Collected data entries:
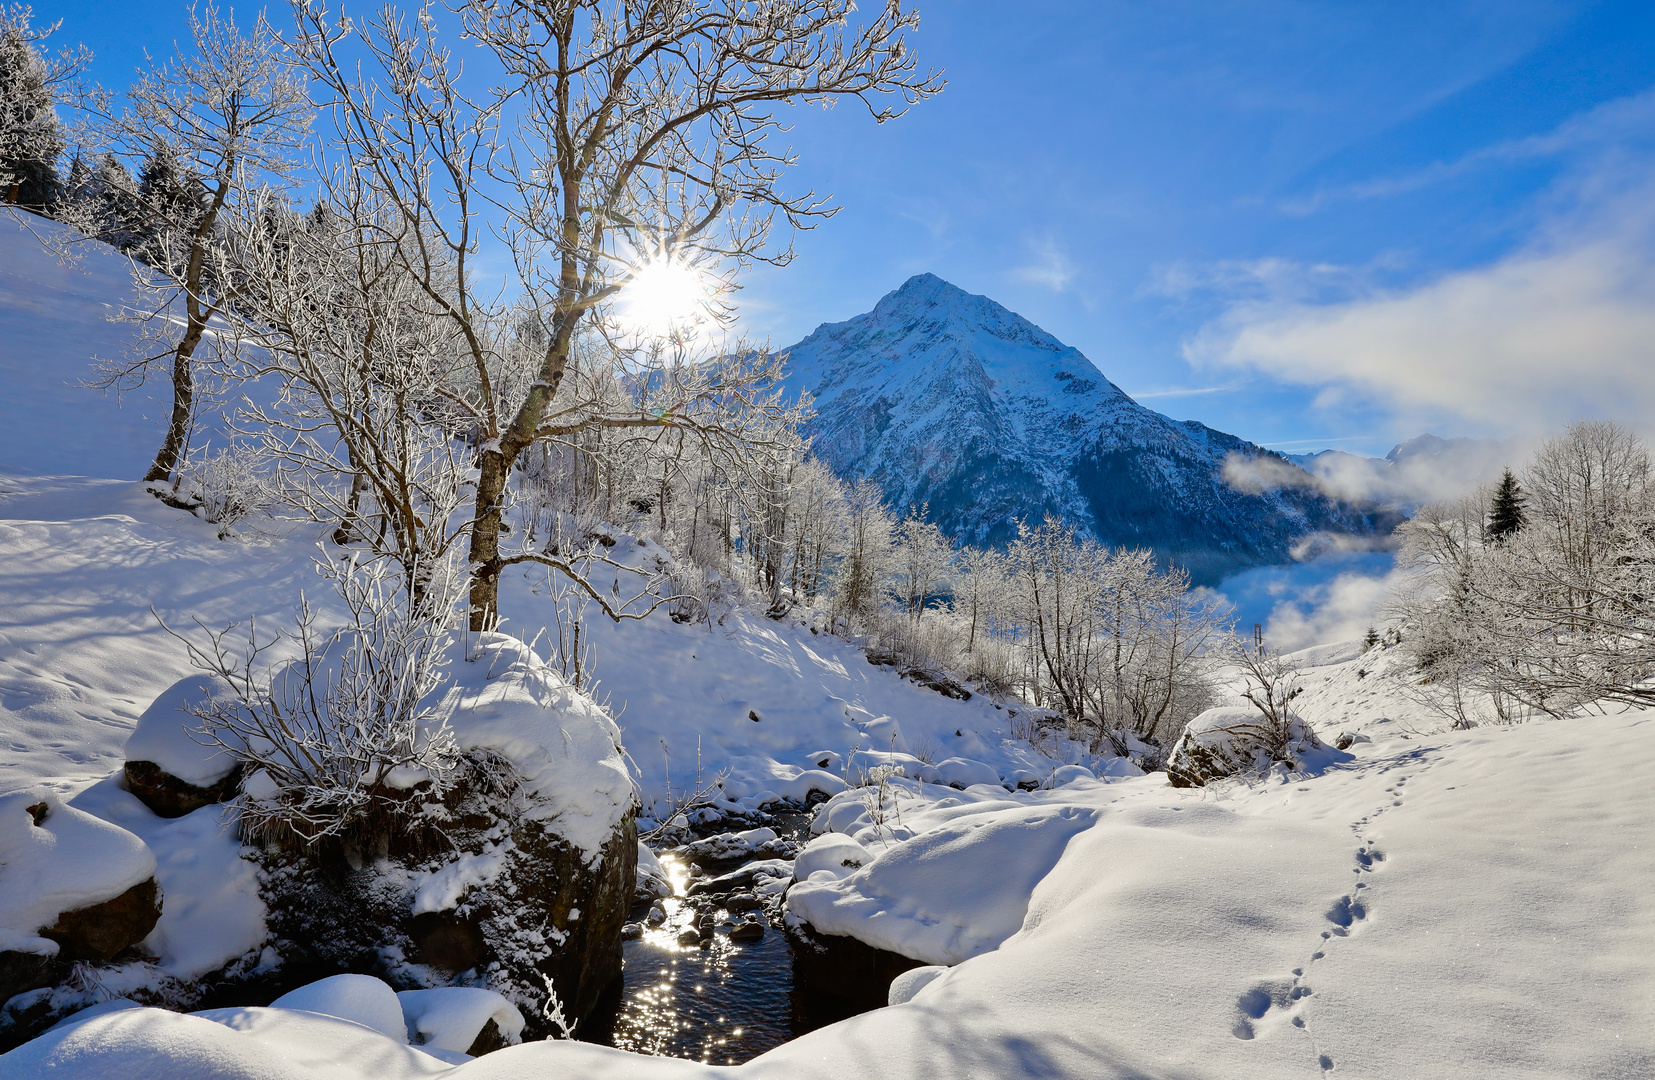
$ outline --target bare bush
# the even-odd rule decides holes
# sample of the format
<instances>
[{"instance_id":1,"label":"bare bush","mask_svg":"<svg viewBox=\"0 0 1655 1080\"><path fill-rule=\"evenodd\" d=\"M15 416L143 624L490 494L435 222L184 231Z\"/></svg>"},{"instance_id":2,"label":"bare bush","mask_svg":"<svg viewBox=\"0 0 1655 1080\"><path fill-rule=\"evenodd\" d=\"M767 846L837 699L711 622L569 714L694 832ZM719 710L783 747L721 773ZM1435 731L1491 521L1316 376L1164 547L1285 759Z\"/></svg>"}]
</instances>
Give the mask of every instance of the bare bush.
<instances>
[{"instance_id":1,"label":"bare bush","mask_svg":"<svg viewBox=\"0 0 1655 1080\"><path fill-rule=\"evenodd\" d=\"M459 751L434 692L442 685L460 581L435 568L416 602L390 564L318 561L346 620L324 631L301 596L296 625L260 639L232 625L188 637L190 659L233 693L197 705L200 737L244 770L234 811L250 839L312 844L417 812L441 797ZM198 625L200 625L198 623ZM297 657L265 670L284 641Z\"/></svg>"}]
</instances>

| Requirement |
Each record has to be set down verbatim, and the pictures must not appear in the copy.

| Finished exercise |
$ outline --target bare bush
# the even-odd rule decides holes
# sample of the format
<instances>
[{"instance_id":1,"label":"bare bush","mask_svg":"<svg viewBox=\"0 0 1655 1080\"><path fill-rule=\"evenodd\" d=\"M15 416L143 624L490 494L435 222L184 231Z\"/></svg>"},{"instance_id":2,"label":"bare bush","mask_svg":"<svg viewBox=\"0 0 1655 1080\"><path fill-rule=\"evenodd\" d=\"M767 846L837 699L711 622L569 714L694 832ZM719 710L783 747L721 773ZM1435 731L1491 521L1316 376L1164 547L1285 759Z\"/></svg>"}]
</instances>
Give the mask of every instance of the bare bush.
<instances>
[{"instance_id":1,"label":"bare bush","mask_svg":"<svg viewBox=\"0 0 1655 1080\"><path fill-rule=\"evenodd\" d=\"M459 751L434 692L442 685L460 581L435 568L416 602L390 564L318 561L346 620L324 631L301 596L296 625L260 639L232 625L188 637L190 659L233 693L197 705L200 737L244 770L234 811L250 839L312 844L417 812L441 797ZM198 625L200 625L198 623ZM297 657L265 670L284 641Z\"/></svg>"}]
</instances>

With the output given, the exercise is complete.